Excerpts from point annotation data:
-*-

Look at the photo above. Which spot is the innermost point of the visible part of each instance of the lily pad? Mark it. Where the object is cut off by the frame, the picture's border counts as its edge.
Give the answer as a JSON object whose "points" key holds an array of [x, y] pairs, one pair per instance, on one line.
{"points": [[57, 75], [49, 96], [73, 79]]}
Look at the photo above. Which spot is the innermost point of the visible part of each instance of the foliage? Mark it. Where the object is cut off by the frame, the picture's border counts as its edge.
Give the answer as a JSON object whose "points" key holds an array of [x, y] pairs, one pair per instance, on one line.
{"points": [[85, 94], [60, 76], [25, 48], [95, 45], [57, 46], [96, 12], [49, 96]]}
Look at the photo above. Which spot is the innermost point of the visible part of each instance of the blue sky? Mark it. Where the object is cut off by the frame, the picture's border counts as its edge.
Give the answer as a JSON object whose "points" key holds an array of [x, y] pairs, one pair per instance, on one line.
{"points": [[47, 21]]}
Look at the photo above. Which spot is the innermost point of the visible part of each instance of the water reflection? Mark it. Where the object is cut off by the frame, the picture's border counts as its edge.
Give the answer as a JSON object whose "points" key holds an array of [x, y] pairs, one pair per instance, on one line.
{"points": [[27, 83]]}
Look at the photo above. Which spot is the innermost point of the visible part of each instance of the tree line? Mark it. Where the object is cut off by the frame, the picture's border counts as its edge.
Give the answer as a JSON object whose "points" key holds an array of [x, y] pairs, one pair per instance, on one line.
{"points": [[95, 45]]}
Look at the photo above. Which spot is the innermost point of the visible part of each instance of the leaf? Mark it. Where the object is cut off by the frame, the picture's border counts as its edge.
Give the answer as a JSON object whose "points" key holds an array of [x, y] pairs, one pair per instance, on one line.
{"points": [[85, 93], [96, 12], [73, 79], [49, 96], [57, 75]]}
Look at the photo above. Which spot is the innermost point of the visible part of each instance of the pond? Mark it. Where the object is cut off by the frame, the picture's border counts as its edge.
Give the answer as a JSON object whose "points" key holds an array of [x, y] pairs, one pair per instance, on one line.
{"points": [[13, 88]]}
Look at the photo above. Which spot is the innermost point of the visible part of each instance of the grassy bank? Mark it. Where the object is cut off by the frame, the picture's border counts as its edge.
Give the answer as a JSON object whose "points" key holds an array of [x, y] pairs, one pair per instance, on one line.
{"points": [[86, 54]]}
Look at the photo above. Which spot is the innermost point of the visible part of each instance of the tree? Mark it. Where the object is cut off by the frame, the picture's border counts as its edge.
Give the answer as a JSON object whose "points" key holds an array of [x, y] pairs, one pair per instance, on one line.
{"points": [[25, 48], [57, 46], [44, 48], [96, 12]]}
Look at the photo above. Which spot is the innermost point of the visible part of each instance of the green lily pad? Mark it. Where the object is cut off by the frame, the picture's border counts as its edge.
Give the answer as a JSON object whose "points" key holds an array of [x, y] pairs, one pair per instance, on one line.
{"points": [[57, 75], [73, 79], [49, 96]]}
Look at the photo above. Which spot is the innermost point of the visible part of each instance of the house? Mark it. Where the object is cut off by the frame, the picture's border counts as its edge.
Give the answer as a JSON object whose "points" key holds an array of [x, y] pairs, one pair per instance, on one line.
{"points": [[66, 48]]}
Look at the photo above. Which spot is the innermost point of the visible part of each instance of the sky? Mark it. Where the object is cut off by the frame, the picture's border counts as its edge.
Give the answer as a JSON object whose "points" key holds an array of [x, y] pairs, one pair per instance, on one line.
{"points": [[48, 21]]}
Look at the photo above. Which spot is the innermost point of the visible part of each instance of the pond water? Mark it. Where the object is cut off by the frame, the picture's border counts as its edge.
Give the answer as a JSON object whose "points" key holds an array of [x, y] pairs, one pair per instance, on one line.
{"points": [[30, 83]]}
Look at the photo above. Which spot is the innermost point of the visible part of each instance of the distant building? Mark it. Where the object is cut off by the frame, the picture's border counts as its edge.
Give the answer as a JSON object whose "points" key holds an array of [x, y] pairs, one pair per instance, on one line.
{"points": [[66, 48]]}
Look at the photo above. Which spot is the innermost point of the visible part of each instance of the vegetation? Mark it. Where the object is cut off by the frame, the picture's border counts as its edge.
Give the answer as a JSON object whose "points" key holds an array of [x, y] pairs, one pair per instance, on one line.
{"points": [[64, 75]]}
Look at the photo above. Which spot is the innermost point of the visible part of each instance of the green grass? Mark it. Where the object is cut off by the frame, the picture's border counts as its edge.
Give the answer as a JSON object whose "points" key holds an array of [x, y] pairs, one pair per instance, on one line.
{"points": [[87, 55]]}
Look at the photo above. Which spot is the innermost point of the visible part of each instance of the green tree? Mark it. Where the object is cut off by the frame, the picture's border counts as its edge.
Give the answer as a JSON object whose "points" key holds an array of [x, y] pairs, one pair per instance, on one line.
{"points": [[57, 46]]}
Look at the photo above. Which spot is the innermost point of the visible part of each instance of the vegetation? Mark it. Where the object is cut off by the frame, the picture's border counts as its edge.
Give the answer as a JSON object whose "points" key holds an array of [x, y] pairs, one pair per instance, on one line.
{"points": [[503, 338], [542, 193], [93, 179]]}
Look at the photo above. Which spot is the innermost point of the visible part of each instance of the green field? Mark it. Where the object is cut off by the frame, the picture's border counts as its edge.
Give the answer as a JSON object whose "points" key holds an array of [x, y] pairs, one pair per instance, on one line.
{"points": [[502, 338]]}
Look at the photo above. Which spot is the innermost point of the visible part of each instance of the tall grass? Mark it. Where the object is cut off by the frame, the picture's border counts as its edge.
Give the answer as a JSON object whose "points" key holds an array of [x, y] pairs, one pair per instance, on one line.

-*-

### Exercise description
Copy every line of the listing above word for word.

### Reply
Look at the photo above. Which spot is the innermost point of the visible part of each instance of the lily pad? Mark it. Where the object is cut off by the frame, the picture's border counts as its edge.
Give the answer as a JSON object whose "points" key holds an array of [x, y] pairs, one pair per instance, on one line.
{"points": [[57, 75], [49, 96], [73, 79]]}
Look at the photo above. Which spot is the innermost point of the visible part of each instance of the foliage? Mark it. Where the object is cut off by the frame, the picture's border counts as its edge.
Give the answer as a JSON object whose "points" key holds an array of [x, y] pairs, one pair per instance, on one line.
{"points": [[85, 94], [60, 76], [25, 48], [95, 45], [57, 46], [96, 12], [49, 96]]}
Look at the photo above. Which spot is the innermost point of the visible part of each instance of the blue sky? Mark it. Where the object is cut off by the frame, the picture's border counts as its edge.
Give the answer as a JSON object whose "points" key holds an array of [x, y] pairs, one pair per instance, on one line.
{"points": [[47, 21]]}
Look at the photo above. Which spot is the innermost point of the visible part of each instance of the water reflection? Mark it. Where the object is cut off by the frame, the picture's border counts as its edge.
Give the answer as a JSON object whose "points" key holds an array of [x, y] pairs, one pair per instance, on one line.
{"points": [[27, 83]]}
Look at the photo above. Which spot is the innermost point of the visible part of each instance of the tree line? Mark it. Where the object is cut off by the frame, the picture's border counts as its edge.
Give the answer as a JSON object whose "points" key holds an array of [x, y] pairs, one pair per instance, on one line.
{"points": [[95, 45]]}
Look at the photo above. Which spot is the innermost point of the visible part of each instance of the leaf? Mark it. Where the object is cut off by the frame, the picture's border counts as its edge.
Give the answer as a JSON object whose "points" key holds an array of [x, y] pairs, one pair per instance, on one line.
{"points": [[85, 93], [96, 12], [73, 79], [49, 96], [57, 75]]}
Look at the photo above. Which spot is the innermost point of the visible part of each instance of the pond? Mark it. Where the object is cut off by the frame, the picture's border counts as its edge.
Give the answer as a JSON object whose "points" key holds an array of [x, y] pairs, one pair per instance, on one line.
{"points": [[13, 88]]}
Look at the photo above. Which spot is the innermost point of the visible part of each instance of the grassy bank? Mark it. Where the object is cut off by the frame, the picture's border counts as its edge.
Give the answer as a JSON object whose "points" key holds an array of [x, y] pairs, one pair per instance, on one line.
{"points": [[86, 54]]}
Look at the photo above. Which spot is the innermost point of the visible part of each instance of the tree? Mark it. Where the object is cut off by the frame, the picture's border counts as its edge.
Give the answer as a JSON object whose "points" key holds an array of [x, y] pairs, one pair per instance, on one line.
{"points": [[25, 48], [57, 46], [44, 48], [96, 12]]}
Look at the photo above. Which spot is the innermost point of the visible part of each instance of the green lily pad? Mark it. Where the object is cut off by the frame, the picture's border counts as its edge.
Give the answer as a JSON object whose "points" key holds an array of [x, y] pairs, one pair per instance, on one line.
{"points": [[57, 75], [73, 79], [49, 96]]}
Look at the photo above. Which spot is the innermost point of the visible part of each instance of the house? Mark it. Where the object is cut off by the frame, the picture's border counts as its edge.
Give the answer as a JSON object whose "points" key holds an array of [x, y] pairs, one pair per instance, on one line.
{"points": [[66, 48]]}
Look at the photo above. Which spot is the innermost point of the visible part of each instance of the sky? Mark it. Where the object is cut off by the frame, the picture's border counts as its edge.
Give the answer as a JSON object whose "points" key holds an array of [x, y] pairs, one pair per instance, on one line.
{"points": [[48, 21]]}
Look at the photo above. Which spot is the innermost point of the visible part of each instance of the pond water? Mark it. Where the object is cut off by the frame, the picture's border counts as its edge.
Give the answer as a JSON object whose "points" key holds an array of [x, y] pairs, one pair per instance, on one line.
{"points": [[30, 83]]}
Look at the photo above. Which spot is the innermost point of the visible part of each instance of the distant building? Mark it. Where the object is cut off by the frame, the picture's border counts as its edge.
Give the answer as a JSON object whose "points" key holds an array of [x, y] pairs, one pair per instance, on one line.
{"points": [[66, 48]]}
Look at the photo above. Which spot is the innermost point of the visible part of each instance of the vegetation? Mark it. Where the object is cut off by the frame, the picture's border counts as its edge.
Give the answer as a JSON object whose "points" key holds an array of [x, y] pairs, one pair per instance, on one line.
{"points": [[64, 75]]}
Look at the photo above. Which spot is the innermost point of the visible part of each instance of the green grass? Mark it. Where the object is cut off by the frame, the picture's border counts as its edge.
Give the answer as a JSON object whose "points" key holds an array of [x, y] pairs, one pair per instance, on one line.
{"points": [[87, 55]]}
Look at the photo above. Which spot is the innermost point of the visible part of each instance of the green tree? Mark it. Where the object is cut off by the frame, the picture's border counts as its edge.
Give the answer as a JSON object whose "points" key holds an array of [x, y] pairs, one pair per instance, on one line.
{"points": [[57, 46]]}
Look at the photo above. Which spot is the innermost point of the visible part of each instance of the vegetation? Mark it. Where the object is cut off by the frame, the picture's border counts as its edge.
Give the answer as a JSON object whose "points" key holds an array of [x, y] pairs, one pair per instance, on one line.
{"points": [[503, 338], [542, 193], [93, 179]]}
Look at the photo above. Which spot is the innermost point of the visible part of each instance of the green field? Mark it. Where the object is cut off by the frame, the picture's border counts as its edge.
Give the answer as a JSON object whose "points" key holds an array of [x, y] pairs, one pair per instance, on one line.
{"points": [[502, 338]]}
Look at the photo above. Which spot is the innermost point of the visible part of each instance of the tall grass? Mark it. Where the object is cut off by the frame, the picture's border counts as its edge.
Give the answer as a JSON object whose "points" key holds an array of [x, y] pairs, one pair per instance, on one line.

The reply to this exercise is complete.